Start of Block

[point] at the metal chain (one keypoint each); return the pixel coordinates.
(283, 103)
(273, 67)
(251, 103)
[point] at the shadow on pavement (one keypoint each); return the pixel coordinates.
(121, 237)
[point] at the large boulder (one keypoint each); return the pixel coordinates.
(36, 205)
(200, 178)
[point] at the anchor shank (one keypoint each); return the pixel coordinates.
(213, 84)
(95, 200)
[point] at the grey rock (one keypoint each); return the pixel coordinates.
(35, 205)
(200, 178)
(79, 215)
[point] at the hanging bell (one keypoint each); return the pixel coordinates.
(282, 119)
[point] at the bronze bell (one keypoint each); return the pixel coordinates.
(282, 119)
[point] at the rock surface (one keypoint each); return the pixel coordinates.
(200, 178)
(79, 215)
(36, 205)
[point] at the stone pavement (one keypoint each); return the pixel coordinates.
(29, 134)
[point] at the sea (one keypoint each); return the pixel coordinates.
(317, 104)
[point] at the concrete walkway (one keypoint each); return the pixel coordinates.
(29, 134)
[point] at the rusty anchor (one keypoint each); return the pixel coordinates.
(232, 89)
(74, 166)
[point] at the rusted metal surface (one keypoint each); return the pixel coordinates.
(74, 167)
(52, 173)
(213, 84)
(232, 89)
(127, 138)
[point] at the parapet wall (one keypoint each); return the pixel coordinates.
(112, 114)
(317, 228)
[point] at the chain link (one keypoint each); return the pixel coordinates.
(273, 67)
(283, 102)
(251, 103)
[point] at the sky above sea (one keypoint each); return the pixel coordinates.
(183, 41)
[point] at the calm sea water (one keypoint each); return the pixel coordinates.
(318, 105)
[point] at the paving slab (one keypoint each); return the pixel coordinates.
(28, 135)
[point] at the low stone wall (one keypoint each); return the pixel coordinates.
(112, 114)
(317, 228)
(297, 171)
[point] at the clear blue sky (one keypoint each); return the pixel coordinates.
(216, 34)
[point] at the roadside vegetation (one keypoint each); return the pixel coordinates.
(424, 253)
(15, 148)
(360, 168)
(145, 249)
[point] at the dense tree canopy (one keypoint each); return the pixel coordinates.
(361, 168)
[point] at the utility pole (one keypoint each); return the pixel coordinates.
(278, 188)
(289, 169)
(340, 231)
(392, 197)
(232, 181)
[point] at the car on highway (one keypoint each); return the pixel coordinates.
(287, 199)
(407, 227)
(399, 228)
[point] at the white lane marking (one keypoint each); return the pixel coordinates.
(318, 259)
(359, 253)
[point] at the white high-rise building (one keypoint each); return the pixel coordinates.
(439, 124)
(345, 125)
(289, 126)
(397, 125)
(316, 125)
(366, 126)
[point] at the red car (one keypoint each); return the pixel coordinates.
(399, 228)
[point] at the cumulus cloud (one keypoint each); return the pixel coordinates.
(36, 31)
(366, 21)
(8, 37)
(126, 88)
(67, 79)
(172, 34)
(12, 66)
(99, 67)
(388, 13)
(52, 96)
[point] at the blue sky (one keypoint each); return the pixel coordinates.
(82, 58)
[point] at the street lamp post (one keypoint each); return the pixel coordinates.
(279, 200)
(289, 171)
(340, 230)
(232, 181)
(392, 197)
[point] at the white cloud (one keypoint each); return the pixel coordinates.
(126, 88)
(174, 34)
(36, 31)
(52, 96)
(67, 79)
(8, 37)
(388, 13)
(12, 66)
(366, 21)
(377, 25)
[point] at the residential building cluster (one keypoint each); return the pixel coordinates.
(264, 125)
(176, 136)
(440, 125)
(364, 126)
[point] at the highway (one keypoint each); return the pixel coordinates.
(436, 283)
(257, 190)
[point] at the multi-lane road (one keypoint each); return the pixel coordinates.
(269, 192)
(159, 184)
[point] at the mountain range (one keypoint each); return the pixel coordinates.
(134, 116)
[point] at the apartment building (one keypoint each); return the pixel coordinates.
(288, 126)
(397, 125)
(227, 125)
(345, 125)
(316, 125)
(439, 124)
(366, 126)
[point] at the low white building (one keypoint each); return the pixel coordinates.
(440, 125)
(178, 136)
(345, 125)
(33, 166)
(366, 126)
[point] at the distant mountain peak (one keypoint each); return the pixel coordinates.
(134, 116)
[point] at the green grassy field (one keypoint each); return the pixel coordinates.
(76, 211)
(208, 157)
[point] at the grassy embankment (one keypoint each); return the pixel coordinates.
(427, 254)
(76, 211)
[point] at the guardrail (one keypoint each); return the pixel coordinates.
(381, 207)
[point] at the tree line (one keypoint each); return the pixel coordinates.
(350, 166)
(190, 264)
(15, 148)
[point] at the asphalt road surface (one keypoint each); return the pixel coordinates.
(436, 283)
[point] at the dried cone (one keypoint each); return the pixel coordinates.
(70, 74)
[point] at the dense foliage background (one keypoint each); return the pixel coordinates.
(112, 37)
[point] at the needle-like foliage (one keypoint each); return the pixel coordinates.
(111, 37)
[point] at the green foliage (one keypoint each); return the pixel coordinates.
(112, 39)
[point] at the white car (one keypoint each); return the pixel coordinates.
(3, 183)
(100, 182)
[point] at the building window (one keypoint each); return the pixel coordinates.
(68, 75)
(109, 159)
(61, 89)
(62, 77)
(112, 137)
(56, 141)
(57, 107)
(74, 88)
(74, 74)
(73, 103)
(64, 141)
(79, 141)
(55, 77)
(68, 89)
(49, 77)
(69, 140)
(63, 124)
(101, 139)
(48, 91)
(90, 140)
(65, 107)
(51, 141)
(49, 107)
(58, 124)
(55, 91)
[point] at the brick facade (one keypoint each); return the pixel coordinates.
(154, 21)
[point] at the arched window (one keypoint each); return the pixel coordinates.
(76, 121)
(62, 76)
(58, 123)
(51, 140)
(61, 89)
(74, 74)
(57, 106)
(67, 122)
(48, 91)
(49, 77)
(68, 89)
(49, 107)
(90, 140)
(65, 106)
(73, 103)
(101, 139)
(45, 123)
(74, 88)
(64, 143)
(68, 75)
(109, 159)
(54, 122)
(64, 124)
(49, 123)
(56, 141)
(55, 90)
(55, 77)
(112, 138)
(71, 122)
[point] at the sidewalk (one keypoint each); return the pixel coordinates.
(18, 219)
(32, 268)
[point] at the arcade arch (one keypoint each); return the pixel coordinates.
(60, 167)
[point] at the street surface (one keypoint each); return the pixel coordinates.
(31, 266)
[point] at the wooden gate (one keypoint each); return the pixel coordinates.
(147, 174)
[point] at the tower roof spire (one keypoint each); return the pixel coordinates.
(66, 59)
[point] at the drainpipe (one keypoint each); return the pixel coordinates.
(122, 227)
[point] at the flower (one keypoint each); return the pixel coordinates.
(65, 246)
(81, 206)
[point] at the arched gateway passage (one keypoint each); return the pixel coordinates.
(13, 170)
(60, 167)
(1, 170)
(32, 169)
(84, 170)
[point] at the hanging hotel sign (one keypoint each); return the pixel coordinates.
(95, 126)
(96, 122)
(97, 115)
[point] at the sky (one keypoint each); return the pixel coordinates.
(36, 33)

End of Block

Work task: A verbatim transcription of all the entries above is required.

Result for this exercise:
[point] at the metal chain (one keypoint each); return the pixel coordinates.
(283, 103)
(273, 67)
(251, 103)
[point] at the shadow on pavement (one keypoint each); return the pixel coordinates.
(121, 237)
[point] at the large boulder (one keypoint each); return the pixel coordinates.
(36, 205)
(200, 178)
[point] at the anchor shank (one keypoint each); return the pixel coordinates.
(213, 84)
(95, 200)
[point] at the grey rock (one keypoint each); return the pixel coordinates.
(35, 205)
(200, 178)
(79, 215)
[point] at the hanging bell (one keypoint each); return the pixel coordinates.
(282, 119)
[point] at the bronze bell (one keypoint each); return the pixel coordinates.
(282, 119)
[point] at the rock surface (one keypoint each); return the pixel coordinates.
(200, 178)
(79, 215)
(36, 205)
[point] at the stone pavement (one keypoint each); return the pixel coordinates.
(29, 134)
[point] at the sea (one keypoint each); return the pixel coordinates.
(317, 104)
[point] at the concrete walkway (one keypoint each); return the pixel coordinates.
(29, 134)
[point] at the rusty anchor (one keypoint each); return the pixel coordinates.
(232, 89)
(74, 166)
[point] at the rusted metal surface (one keypoint each); return the pixel coordinates.
(74, 167)
(52, 173)
(213, 84)
(232, 89)
(127, 138)
[point] at the parapet wall (one keypoint each); return the pixel coordinates.
(112, 114)
(317, 228)
[point] at the chain link (one keypoint each); return the pixel coordinates.
(273, 67)
(283, 102)
(251, 103)
[point] at the sky above sea (one keypoint each); return the pixel coordinates.
(183, 41)
[point] at the calm sea water (one keypoint each); return the pixel coordinates.
(318, 105)
[point] at the paving slab (one keypoint each); return the pixel coordinates.
(28, 135)
[point] at the low stone wall (one keypoint each); return the pixel coordinates.
(112, 114)
(317, 228)
(297, 171)
[point] at the clear blue sky (one keypoint each); return the pixel coordinates.
(216, 34)
[point] at the roadside vegetation (one keypoint each); return the pixel coordinates.
(424, 253)
(15, 148)
(360, 168)
(145, 249)
[point] at the dense tree canopy (one keypoint each); return the pixel coordinates.
(361, 168)
[point] at the utility pole (one keypoint each); return the pixel coordinates.
(278, 188)
(289, 169)
(340, 231)
(392, 197)
(232, 181)
[point] at the car on highway (one keypoint each); return the pixel coordinates.
(287, 199)
(407, 227)
(399, 228)
[point] at the white lane marking (one keypoint each); return the pixel coordinates.
(318, 259)
(359, 253)
[point] at the white high-rise building (one keypoint each); return the pixel coordinates.
(439, 124)
(345, 125)
(289, 126)
(397, 125)
(316, 125)
(366, 126)
[point] at the red car (one keypoint each); return the pixel coordinates.
(399, 228)
[point] at the cumulus cloud (one keypoint each); return the pixel coordinates.
(36, 31)
(366, 21)
(8, 37)
(126, 88)
(67, 79)
(172, 34)
(12, 66)
(99, 67)
(388, 13)
(52, 96)
[point] at the blue sky (one keypoint each); return the pixel coordinates.
(82, 58)
[point] at the street lamp post (one keypoint each); return the pixel coordinates.
(279, 200)
(289, 171)
(340, 230)
(232, 181)
(392, 197)
[point] at the white cloud (one keypoint each); return the pixel coordinates.
(126, 88)
(174, 34)
(36, 31)
(52, 96)
(67, 79)
(8, 37)
(388, 13)
(12, 66)
(366, 21)
(377, 25)
[point] at the residential building cluster (one keypoint each); return the pixel coordinates.
(264, 125)
(176, 136)
(440, 125)
(364, 126)
[point] at the highway (one keypoint each); return the pixel coordinates.
(436, 283)
(257, 190)
[point] at the multi-lane road (one keypoint each); return the pixel coordinates.
(269, 192)
(159, 184)
[point] at the mountain range (one keypoint each); return the pixel coordinates.
(134, 116)
[point] at the apartment building (one keypoint each); return the pixel coordinates.
(288, 126)
(397, 125)
(227, 125)
(345, 125)
(316, 125)
(439, 124)
(366, 126)
[point] at the low white building (one keypoint each); return the pixel coordinates.
(440, 125)
(178, 136)
(345, 125)
(33, 166)
(366, 126)
[point] at the distant mountain peak (one keypoint each); return the pixel coordinates.
(134, 116)
[point] at the green grassy field (one keypoint each); return the pixel coordinates.
(76, 211)
(208, 157)
[point] at the grassy embankment (one keypoint each); return the pixel coordinates.
(427, 254)
(76, 211)
[point] at the guardrail (one keypoint each); return the pixel coordinates.
(381, 207)
[point] at the tree line (one keypoint each); return the pixel coordinates.
(350, 166)
(190, 264)
(15, 148)
[point] at the asphalt road surface (one keypoint each); return the pixel coordinates.
(436, 283)
[point] at the dried cone (one keypoint each); return the pixel coordinates.
(70, 74)
[point] at the dense foliage background (one keypoint each); return the pixel coordinates.
(112, 37)
[point] at the needle-like foliage (one keypoint each); return the pixel coordinates.
(111, 37)
[point] at the green foliage (one keypoint each); return the pixel coordinates.
(112, 39)
[point] at the white car (one keypoint each); return the pixel coordinates.
(3, 183)
(100, 182)
[point] at the building window (one keypoint each); return the pixel coordinates.
(68, 75)
(109, 159)
(61, 89)
(62, 77)
(112, 137)
(56, 141)
(57, 107)
(74, 88)
(74, 74)
(73, 103)
(64, 141)
(79, 141)
(55, 77)
(68, 89)
(49, 77)
(69, 140)
(63, 124)
(101, 139)
(48, 91)
(90, 140)
(65, 107)
(51, 141)
(49, 107)
(58, 124)
(55, 91)
[point] at the brick facade (one keypoint each); return the pixel coordinates.
(154, 21)
[point] at the arched window (one keypoint each); return the pixel coordinates.
(76, 121)
(62, 76)
(58, 123)
(51, 140)
(61, 89)
(74, 74)
(57, 106)
(67, 122)
(48, 91)
(49, 77)
(68, 89)
(49, 107)
(90, 140)
(65, 106)
(73, 103)
(101, 139)
(45, 123)
(74, 88)
(64, 143)
(68, 75)
(109, 159)
(54, 122)
(64, 124)
(49, 123)
(56, 141)
(55, 90)
(55, 77)
(112, 138)
(71, 122)
[point] at the sidewalk (one keypoint each); return the pixel coordinates.
(18, 219)
(32, 268)
[point] at the arcade arch (one keypoint each); return the pixel coordinates.
(60, 167)
[point] at the street surface (one keypoint each); return the pixel coordinates.
(31, 266)
[point] at the wooden gate (one keypoint each); return the pixel coordinates.
(147, 174)
[point] at the tower roof spire (one keypoint each); return the pixel coordinates.
(66, 59)
[point] at the drainpipe (one keypoint each); return the pixel coordinates.
(122, 227)
[point] at the flower (one keypoint each); return the pixel coordinates.
(65, 246)
(81, 206)
[point] at the arched gateway passage (one keypoint each); return the pixel coordinates.
(13, 170)
(60, 167)
(1, 170)
(32, 169)
(84, 170)
[point] at the hanging hotel sign (one keypoint each); return the pixel coordinates.
(95, 126)
(96, 122)
(97, 115)
[point] at the sky (one keypoint each); return the pixel coordinates.
(36, 33)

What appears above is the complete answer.